- _Goal of the exercise_
Please rewrite every line of the data below as a numbered list, with no blank lines. Leave the picture out of your answer.

[Part of a data file]
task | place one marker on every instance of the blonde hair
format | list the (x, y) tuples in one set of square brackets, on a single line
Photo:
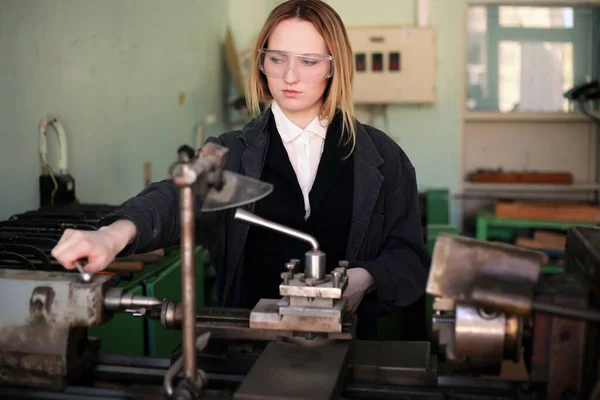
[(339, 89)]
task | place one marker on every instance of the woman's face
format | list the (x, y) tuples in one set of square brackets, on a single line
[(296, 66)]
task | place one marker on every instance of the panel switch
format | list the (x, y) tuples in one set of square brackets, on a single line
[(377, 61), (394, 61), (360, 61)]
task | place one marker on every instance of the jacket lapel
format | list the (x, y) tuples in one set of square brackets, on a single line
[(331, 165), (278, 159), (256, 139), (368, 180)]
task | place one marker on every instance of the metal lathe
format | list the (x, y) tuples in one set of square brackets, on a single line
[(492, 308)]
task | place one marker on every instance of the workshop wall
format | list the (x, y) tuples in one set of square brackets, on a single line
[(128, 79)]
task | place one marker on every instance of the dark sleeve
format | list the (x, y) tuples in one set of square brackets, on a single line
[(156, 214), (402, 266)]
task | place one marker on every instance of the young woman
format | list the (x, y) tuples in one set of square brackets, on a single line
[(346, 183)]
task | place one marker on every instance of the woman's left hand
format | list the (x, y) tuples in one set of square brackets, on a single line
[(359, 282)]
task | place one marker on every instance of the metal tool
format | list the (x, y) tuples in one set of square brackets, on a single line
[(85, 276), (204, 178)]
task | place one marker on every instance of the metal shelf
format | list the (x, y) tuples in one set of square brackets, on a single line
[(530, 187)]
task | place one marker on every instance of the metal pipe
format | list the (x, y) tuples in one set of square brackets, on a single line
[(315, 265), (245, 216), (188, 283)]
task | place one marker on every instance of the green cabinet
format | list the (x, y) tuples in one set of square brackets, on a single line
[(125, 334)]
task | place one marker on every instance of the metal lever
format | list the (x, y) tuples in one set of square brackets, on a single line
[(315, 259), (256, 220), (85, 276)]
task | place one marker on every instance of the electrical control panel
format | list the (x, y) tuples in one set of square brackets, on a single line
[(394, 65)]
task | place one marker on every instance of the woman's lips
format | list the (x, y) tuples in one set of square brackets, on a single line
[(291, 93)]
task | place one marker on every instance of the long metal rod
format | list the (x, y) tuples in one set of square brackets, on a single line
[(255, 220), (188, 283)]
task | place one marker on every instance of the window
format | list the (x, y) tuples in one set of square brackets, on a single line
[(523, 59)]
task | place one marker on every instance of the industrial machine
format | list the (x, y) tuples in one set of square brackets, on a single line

- _Completed exercise_
1. task | place one marker on every instance of the blonde hair
2. format | list the (x, y) tuples in one set of square brackets, on a single line
3. Photo:
4. [(339, 89)]
5. task | place one marker on every instance of the woman's face
6. format | list the (x, y) tuples in one set of square brackets, on a single line
7. [(296, 66)]
8. task | place one marker on every instance of the panel switch
9. format | list the (x, y) tuples in one set of square brackets, on a single line
10. [(377, 61), (394, 61), (360, 61)]
11. task | place one marker on every instance of the jacket lapel
12. format | list the (x, y) tuples in one set of square brackets, on a single line
13. [(331, 165), (278, 159), (256, 139), (368, 180)]
14. task | place one marker on every instance of the metal lathe
15. format | list the (x, y) tuples in one set of square brackets, on a single line
16. [(492, 308)]
17. task | place one marker on every instance of the workshop wall
18. format | list the (x, y) tuples in one set of square brackets, on a single line
19. [(128, 79)]
20. task | place one marker on every instance of the dark sleeve
21. format | list the (x, y) tuples in one set of square brackets, on a single line
22. [(156, 214), (402, 266)]
23. task | place one marker on every instance of the young woman
24. format | list the (x, y) tuples in one set of square brackets, on a single line
25. [(346, 183)]
26. task | place one marker on every instance of the woman's left hand
27. format | list the (x, y) tuples in one set of square brackets, on a single line
28. [(359, 282)]
29. task | place one marker on every instance of the metal tool
30. format | list the (x, y) tuples in one set of square brackets, on a single line
31. [(85, 276), (204, 178)]
32. task | place one marker on every instance of the metal shelf
33. format | list the (x, y) tuples in one set of square brackets, on a single line
34. [(530, 187)]
35. task | place one marker on every instance of the metal pipe
36. format | list the (x, y) tuples in one set of square brackets, on a single line
37. [(315, 265), (245, 216), (188, 283)]
38. task | place one marker on every instance of the green cabinet
39. format | list the (x, y) tuples in one set of square brackets, on a single line
40. [(125, 334)]
41. task | place one marker on every instance of the metal lever
42. format | list the (x, y) tuples in one set of square brackets, on a single line
43. [(315, 259), (256, 220), (85, 276)]
44. task | place one marker on every instance of the electrical control panel
45. format | list the (x, y) tuples in one set of square brackets, on a single line
46. [(394, 65)]
47. task | place one marker on every instance of the woman's lips
48. format | list the (x, y) tuples in one set of square brackets, on a single line
49. [(291, 93)]
50. task | place one marker on every instance of the long metal rod
51. format | list the (x, y) tuples in one set of square brackets, on a single line
52. [(255, 220), (188, 283)]
53. task | place one marker on every instance of the window
54. format | list the (x, y) tuples in one set of square brackets, on a single line
55. [(523, 59)]
56. task | place one marker on every instance of the industrial machine
57. format | list the (x, y) tuples in one set of square brackets, on a single line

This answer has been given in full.